_Exercise brief_
Any image found in the entries is to be skipped; the rest is returned word for word.

_Stored data_
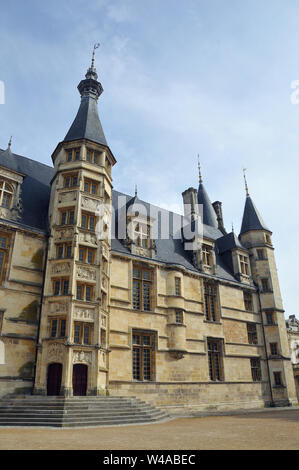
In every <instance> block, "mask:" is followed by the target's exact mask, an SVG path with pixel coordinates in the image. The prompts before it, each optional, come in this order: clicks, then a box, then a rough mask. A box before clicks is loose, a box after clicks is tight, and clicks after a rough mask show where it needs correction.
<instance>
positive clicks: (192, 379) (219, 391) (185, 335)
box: [109, 255, 269, 409]
mask: <svg viewBox="0 0 299 470" xmlns="http://www.w3.org/2000/svg"><path fill="white" fill-rule="evenodd" d="M152 265H153V269H154V273H155V274H154V277H155V279H156V282H155V283H154V285H155V287H154V289H153V291H154V292H153V296H154V297H156V300H154V302H153V303H154V304H155V306H156V308H155V311H154V312H142V311H135V310H133V309H132V290H131V272H132V261H131V260H130V259H120V257H119V256H117V257H116V256H114V255H113V256H112V265H111V286H112V292H113V295H111V300H112V302H111V307H110V349H111V353H110V355H109V391H110V393H112V394H116V395H117V394H124V395H133V396H134V395H137V396H139V397H140V398H144V399H145V400H147V401H153V402H154V403H155V404H158V405H161V404H164V405H165V406H174V407H176V406H178V407H181V406H183V404H185V405H186V406H192V407H193V408H194V409H195V408H196V407H199V409H205V408H206V407H208V406H210V405H211V406H218V405H217V404H220V405H219V406H220V407H221V406H223V407H224V408H226V407H227V408H229V407H230V406H231V407H232V408H234V407H235V408H236V407H238V405H236V406H234V403H236V404H238V403H240V407H242V406H243V405H244V406H245V407H247V406H248V407H254V406H262V405H263V404H264V401H265V400H266V401H269V399H268V396H267V394H268V391H267V385H265V383H267V380H268V378H267V374H266V368H265V364H264V361H263V360H262V361H261V362H262V373H263V381H264V382H263V383H262V384H261V383H253V382H252V375H251V366H250V357H260V356H261V357H263V356H264V349H263V336H262V332H261V325H260V315H259V314H258V313H257V312H256V313H254V312H245V310H244V297H243V290H242V289H240V288H239V287H238V286H236V287H233V286H231V285H224V284H223V285H220V286H219V302H220V305H221V312H222V316H221V318H220V321H219V322H217V323H211V322H207V321H206V320H205V315H204V313H203V289H202V280H201V279H200V277H199V276H198V277H195V276H190V275H189V274H187V273H184V272H183V271H181V270H175V269H173V270H170V269H169V268H168V269H167V268H166V267H163V266H158V265H156V266H155V264H154V263H152ZM175 277H180V278H181V287H182V292H181V293H182V295H181V296H175V295H174V278H175ZM114 299H118V301H116V300H115V301H113V300H114ZM257 305H258V303H257V299H256V298H255V295H254V308H255V310H256V309H257ZM176 308H180V309H183V311H184V326H183V327H181V328H178V330H179V333H177V334H174V333H173V330H172V325H171V322H172V321H173V318H174V317H173V315H174V311H175V309H176ZM247 321H248V322H256V323H257V331H258V345H249V344H248V335H247V325H246V323H247ZM132 329H139V330H147V331H151V332H155V333H156V335H157V344H156V352H155V366H154V373H153V375H154V377H153V380H154V382H155V383H138V382H134V381H133V377H132V345H131V334H132ZM208 337H211V338H222V339H223V341H224V354H223V368H224V379H225V382H224V383H217V384H214V383H211V381H210V378H209V368H208V354H207V338H208ZM175 347H177V349H183V348H184V349H185V350H186V351H185V354H184V357H183V358H181V359H177V358H176V357H174V356H172V355H171V354H170V353H169V349H170V348H171V349H173V348H175ZM164 382H166V383H167V385H164ZM227 382H229V383H227ZM199 390H200V394H199V395H198V393H199ZM202 390H204V393H202ZM223 393H224V395H223ZM221 403H222V404H221ZM244 403H245V404H244Z"/></svg>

_Answer to the problem_
In every <instance> block, "mask:" is followed by the target's exact mask, an SVG path with pixel coordinates in the image. The prompts before it, each optional, come in this order: clicks, then a box, then a rough mask. A box before clicks is loose, a box after clicks is tight, and clicks after a rough mask show where it needs correction.
<instance>
positive clicks: (192, 379) (219, 391) (185, 335)
box: [109, 255, 269, 409]
mask: <svg viewBox="0 0 299 470" xmlns="http://www.w3.org/2000/svg"><path fill="white" fill-rule="evenodd" d="M152 265H153V269H154V273H155V274H154V277H155V279H156V282H155V283H154V285H155V287H154V289H153V291H154V292H153V296H154V297H156V300H154V302H153V303H154V304H155V306H156V308H155V311H154V312H142V311H135V310H133V309H132V290H131V272H132V261H131V260H130V259H120V257H119V256H117V257H116V256H114V255H113V256H112V265H111V286H112V292H113V295H111V300H112V302H111V307H110V349H111V353H110V355H109V391H110V393H112V394H116V395H117V394H124V395H133V396H134V395H137V396H139V397H140V398H144V399H145V400H147V401H153V402H154V403H155V404H158V405H161V404H164V405H165V406H174V407H176V406H178V407H181V406H183V404H185V405H186V406H192V407H193V408H194V409H195V408H196V407H199V409H205V408H206V407H208V406H210V405H211V406H218V405H217V404H220V405H219V406H220V407H221V406H223V407H224V408H226V407H227V408H229V407H230V406H231V407H232V408H234V407H235V408H236V407H238V405H236V406H234V403H236V404H238V403H240V407H242V406H243V405H244V406H245V407H247V406H248V407H254V406H262V405H263V404H264V401H265V400H266V401H269V399H268V396H267V394H268V391H267V385H265V383H267V380H268V378H267V374H266V368H265V364H264V361H263V360H262V361H261V362H262V373H263V381H264V382H263V383H262V384H261V383H253V382H252V375H251V366H250V357H260V356H261V357H263V356H264V349H263V336H262V332H261V325H260V315H259V314H258V313H257V312H256V313H254V312H245V310H244V297H243V290H242V289H240V288H239V287H238V286H236V287H233V286H231V285H224V284H223V285H220V286H219V302H220V305H221V312H222V316H221V318H220V321H219V322H217V323H211V322H207V321H206V320H205V315H204V313H203V289H202V280H201V279H200V277H199V276H198V277H195V276H190V275H189V274H187V273H184V272H183V271H181V270H175V269H173V270H170V269H169V268H168V269H167V268H166V267H163V266H158V265H156V266H155V264H154V263H152ZM175 277H180V278H181V287H182V292H181V293H182V295H181V296H175V295H174V278H175ZM114 299H118V301H116V300H115V301H113V300H114ZM257 305H258V303H257V299H256V298H255V295H254V308H255V310H256V309H257ZM176 308H180V309H183V311H184V326H183V327H181V328H178V330H179V333H177V334H174V333H173V330H172V325H171V322H172V321H173V318H174V317H173V315H174V311H175V309H176ZM247 321H248V322H256V323H257V331H258V345H249V344H248V335H247V325H246V323H247ZM132 329H139V330H147V331H151V332H155V333H156V335H157V344H156V352H155V366H154V373H153V375H154V377H153V380H154V382H155V383H138V382H134V381H133V377H132V345H131V334H132ZM208 337H211V338H222V339H223V341H224V354H223V368H224V379H225V382H224V383H217V384H214V383H211V381H210V378H209V368H208V354H207V338H208ZM175 347H177V349H183V348H184V349H185V350H186V351H185V354H184V357H183V358H181V359H177V358H176V357H174V356H172V355H171V354H170V353H169V349H170V348H171V349H173V348H175ZM164 382H166V383H167V385H164ZM227 382H229V383H227ZM199 390H200V394H199V395H198V393H199ZM202 390H204V393H202ZM223 393H224V395H223ZM221 403H222V404H221ZM244 403H245V404H244Z"/></svg>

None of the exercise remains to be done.